(PROMPT): Write out the stretch of the listing from the line containing "Task: identify the river in" through the line containing "<point>111,418</point>", both included, copying each line exactly. Leave the pictures out of your answer.

━━━ THE INPUT ━━━

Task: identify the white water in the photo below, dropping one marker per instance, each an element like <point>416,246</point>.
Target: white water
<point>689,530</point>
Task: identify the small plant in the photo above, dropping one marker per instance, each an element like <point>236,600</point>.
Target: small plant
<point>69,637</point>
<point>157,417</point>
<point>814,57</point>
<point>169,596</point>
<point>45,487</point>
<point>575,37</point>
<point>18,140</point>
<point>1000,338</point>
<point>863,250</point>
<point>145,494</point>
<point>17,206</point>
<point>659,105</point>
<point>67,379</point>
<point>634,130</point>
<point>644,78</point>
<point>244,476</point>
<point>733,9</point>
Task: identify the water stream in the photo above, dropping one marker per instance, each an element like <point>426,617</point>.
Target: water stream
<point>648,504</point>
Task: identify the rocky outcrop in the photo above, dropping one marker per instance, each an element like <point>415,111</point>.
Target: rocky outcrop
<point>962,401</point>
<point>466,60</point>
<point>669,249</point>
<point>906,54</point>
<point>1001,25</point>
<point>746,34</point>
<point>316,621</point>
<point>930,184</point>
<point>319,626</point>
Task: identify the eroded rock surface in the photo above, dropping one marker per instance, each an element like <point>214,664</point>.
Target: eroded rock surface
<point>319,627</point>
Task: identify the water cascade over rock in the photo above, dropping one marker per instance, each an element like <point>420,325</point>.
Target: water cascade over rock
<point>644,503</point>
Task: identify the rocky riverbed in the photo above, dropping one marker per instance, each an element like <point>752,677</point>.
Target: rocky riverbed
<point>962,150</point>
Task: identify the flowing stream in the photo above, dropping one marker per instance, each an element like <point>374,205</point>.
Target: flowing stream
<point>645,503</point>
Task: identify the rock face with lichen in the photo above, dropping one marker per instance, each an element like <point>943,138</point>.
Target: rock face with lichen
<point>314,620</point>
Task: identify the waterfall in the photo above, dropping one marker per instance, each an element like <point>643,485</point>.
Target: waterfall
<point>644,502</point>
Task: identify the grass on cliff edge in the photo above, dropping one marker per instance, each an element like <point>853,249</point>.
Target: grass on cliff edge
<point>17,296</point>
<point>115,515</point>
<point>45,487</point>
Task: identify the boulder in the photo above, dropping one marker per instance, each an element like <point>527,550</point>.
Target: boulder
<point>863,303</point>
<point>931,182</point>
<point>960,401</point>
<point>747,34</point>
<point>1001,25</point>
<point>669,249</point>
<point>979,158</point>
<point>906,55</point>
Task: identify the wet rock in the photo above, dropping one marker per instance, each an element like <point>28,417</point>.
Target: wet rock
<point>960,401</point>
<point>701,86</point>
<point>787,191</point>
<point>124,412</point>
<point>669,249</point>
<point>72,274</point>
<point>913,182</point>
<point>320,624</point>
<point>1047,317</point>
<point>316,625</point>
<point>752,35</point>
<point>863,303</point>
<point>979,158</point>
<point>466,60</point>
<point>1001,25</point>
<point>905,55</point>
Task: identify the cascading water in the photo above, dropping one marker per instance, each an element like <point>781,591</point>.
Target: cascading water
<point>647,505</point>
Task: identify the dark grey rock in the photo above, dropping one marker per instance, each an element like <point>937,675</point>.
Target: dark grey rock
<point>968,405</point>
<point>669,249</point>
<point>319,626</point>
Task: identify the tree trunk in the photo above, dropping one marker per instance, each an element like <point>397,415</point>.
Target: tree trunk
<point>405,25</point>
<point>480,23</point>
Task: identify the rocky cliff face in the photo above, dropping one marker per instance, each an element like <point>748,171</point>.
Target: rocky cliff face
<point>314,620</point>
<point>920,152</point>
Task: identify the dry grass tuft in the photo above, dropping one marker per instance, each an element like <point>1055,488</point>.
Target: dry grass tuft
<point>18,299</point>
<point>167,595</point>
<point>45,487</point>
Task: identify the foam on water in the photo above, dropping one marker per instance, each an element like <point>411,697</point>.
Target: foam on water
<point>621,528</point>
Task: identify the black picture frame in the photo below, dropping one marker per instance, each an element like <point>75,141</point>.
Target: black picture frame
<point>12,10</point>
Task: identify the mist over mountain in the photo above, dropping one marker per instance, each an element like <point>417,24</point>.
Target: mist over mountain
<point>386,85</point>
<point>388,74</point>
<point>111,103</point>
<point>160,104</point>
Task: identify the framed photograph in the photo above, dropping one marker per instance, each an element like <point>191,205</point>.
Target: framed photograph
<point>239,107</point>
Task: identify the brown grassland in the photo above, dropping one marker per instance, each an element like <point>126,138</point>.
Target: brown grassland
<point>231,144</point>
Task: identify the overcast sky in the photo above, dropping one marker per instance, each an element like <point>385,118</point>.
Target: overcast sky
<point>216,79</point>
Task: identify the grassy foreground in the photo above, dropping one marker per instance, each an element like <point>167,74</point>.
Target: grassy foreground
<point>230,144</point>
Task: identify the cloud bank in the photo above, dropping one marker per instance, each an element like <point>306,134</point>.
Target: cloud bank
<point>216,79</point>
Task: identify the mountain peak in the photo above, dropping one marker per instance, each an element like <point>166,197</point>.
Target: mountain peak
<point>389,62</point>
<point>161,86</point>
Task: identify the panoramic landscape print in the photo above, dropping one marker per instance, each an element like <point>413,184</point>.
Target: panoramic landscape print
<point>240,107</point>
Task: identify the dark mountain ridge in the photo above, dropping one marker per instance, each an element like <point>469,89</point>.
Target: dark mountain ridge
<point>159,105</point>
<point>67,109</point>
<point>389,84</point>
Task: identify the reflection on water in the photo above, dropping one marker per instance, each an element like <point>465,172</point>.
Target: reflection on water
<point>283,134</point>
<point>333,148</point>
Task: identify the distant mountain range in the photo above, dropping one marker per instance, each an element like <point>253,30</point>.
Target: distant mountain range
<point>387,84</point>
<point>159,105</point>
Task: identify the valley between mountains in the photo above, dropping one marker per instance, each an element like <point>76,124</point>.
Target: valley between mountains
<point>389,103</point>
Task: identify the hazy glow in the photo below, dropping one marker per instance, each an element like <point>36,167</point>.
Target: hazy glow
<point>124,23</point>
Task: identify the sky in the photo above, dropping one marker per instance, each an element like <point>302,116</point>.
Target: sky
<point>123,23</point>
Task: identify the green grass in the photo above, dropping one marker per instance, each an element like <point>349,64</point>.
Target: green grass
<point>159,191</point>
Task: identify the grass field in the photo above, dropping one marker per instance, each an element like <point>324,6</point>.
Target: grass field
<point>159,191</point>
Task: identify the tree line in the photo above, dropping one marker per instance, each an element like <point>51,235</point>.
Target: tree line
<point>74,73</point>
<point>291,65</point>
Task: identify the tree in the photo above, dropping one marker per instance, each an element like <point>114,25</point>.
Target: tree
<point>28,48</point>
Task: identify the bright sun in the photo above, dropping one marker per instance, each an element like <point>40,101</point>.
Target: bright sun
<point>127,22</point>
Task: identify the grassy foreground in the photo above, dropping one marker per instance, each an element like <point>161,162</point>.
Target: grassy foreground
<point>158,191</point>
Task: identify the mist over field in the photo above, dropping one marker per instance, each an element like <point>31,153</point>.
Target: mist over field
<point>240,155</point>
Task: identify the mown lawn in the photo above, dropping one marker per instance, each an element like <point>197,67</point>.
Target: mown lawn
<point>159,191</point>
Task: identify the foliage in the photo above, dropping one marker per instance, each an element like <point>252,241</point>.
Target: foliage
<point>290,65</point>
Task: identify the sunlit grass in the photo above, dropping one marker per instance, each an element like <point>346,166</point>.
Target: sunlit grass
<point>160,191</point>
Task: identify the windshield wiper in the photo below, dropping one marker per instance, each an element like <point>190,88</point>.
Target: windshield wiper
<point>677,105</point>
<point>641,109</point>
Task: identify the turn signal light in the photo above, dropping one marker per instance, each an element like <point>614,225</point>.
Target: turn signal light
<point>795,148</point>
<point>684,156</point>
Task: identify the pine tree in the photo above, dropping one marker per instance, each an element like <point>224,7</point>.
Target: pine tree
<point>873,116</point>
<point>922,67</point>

━━━
━━━ THE INPUT ━━━

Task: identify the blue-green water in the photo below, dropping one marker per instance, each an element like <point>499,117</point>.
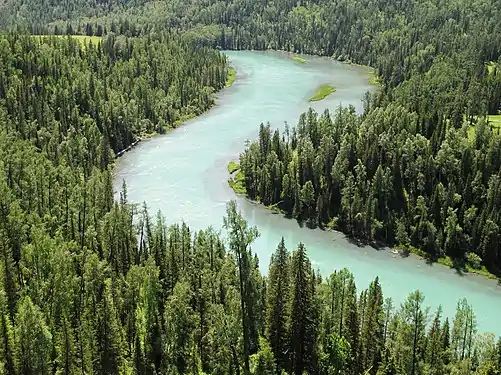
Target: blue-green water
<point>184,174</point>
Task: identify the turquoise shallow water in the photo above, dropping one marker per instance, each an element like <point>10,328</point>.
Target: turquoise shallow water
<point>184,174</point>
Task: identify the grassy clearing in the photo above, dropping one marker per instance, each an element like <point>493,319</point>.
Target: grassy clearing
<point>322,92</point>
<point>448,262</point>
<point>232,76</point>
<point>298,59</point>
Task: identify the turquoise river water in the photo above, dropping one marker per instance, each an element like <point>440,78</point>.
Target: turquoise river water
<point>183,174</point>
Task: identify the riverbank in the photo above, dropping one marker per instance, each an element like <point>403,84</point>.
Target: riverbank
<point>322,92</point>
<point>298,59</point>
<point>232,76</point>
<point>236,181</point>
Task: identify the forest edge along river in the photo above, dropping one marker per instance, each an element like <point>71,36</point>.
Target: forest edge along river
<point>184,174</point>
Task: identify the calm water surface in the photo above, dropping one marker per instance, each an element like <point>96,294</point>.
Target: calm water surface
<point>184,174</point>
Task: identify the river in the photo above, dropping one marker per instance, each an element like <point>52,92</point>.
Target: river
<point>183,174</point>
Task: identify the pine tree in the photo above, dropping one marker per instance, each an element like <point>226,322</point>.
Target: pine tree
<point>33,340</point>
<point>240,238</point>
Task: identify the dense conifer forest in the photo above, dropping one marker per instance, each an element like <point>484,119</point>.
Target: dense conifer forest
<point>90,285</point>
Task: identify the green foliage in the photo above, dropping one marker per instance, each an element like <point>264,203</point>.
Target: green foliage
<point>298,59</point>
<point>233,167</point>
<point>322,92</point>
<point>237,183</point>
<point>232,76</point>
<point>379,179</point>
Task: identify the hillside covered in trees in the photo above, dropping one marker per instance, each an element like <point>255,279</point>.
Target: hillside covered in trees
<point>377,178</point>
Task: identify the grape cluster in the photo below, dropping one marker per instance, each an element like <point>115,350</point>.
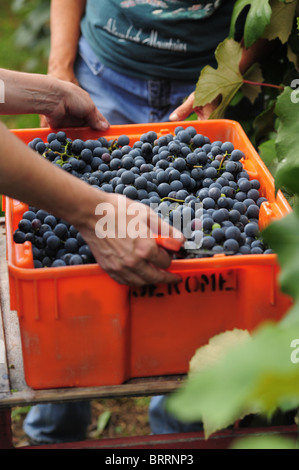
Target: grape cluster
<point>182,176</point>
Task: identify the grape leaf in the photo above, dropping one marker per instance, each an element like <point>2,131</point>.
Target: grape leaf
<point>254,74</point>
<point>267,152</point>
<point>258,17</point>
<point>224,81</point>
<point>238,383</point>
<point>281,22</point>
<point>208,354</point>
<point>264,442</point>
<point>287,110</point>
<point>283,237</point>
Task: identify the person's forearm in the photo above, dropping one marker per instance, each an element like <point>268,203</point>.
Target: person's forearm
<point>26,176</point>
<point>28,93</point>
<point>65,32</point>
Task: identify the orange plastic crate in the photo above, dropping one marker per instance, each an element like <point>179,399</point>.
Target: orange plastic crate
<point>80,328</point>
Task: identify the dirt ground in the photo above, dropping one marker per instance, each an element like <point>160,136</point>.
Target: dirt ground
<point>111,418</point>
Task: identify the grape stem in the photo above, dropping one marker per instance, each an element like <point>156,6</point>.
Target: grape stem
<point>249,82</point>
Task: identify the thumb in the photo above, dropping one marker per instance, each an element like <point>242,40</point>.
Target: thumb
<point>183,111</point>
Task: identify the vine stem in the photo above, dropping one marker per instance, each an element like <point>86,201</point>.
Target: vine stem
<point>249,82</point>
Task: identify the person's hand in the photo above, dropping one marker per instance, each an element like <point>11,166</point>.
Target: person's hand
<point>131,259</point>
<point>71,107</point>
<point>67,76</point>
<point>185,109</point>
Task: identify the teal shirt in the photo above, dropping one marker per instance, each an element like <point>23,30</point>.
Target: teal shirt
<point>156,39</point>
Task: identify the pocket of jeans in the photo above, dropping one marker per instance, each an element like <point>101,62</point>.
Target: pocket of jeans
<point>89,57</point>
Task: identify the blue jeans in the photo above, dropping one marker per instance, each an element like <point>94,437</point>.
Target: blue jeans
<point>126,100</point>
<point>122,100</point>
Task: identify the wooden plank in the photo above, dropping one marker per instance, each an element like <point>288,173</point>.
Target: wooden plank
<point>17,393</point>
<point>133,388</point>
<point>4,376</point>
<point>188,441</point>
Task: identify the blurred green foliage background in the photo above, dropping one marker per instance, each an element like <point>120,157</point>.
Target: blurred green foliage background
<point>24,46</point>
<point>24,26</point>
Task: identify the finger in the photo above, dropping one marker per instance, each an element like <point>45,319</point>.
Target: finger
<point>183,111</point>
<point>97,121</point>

━━━

(RESPONSE):
Task: identify the river in the photo above, dropping one marker per instance, each an element like <point>52,92</point>.
Target: river
<point>183,174</point>
Task: identify the pine tree in the photo above, dropping one marker per instance, each an element like <point>226,322</point>.
Target: pine tree
<point>33,340</point>
<point>240,238</point>
Task: identify the dense conifer forest in the photo above, dropping one marker per instance, each an element like <point>484,119</point>.
Target: dense conifer forest
<point>90,285</point>
Task: identify the green foliage in the photo above, dropping one marker per instance, each an element like <point>264,203</point>.
Target: green foliage
<point>298,59</point>
<point>233,167</point>
<point>322,92</point>
<point>237,183</point>
<point>232,76</point>
<point>379,179</point>
Task: identify the hillside covered in trees in the photo above, dropping one marker per instance, each an element like <point>255,279</point>.
Target: hillside covered in trees
<point>377,178</point>
Task: identify the grape cluster in the photo below, dropping one marker per instance, each an element like <point>115,350</point>.
Target: grape cluster
<point>182,176</point>
Task: identify the grape leaf in the photo above, dropping one marker per instance, each an element like <point>2,131</point>.
Target: grape leaf
<point>254,74</point>
<point>267,152</point>
<point>258,17</point>
<point>224,81</point>
<point>238,383</point>
<point>281,22</point>
<point>208,354</point>
<point>264,442</point>
<point>287,110</point>
<point>283,237</point>
Task: identify the person's forearm in the photo above, dropping one marker per instance, each an element like <point>268,203</point>.
Target: person's forearm
<point>26,176</point>
<point>28,93</point>
<point>65,32</point>
Task: identify the orange plastic crate in the photo above, dropping one marker per instance, each an element like <point>179,399</point>.
Target: orange plastic crate
<point>80,328</point>
Task: identify the dirt ground in the photo above, dropping one marker per instance, each an element like <point>160,136</point>.
Target: dirt ground
<point>111,418</point>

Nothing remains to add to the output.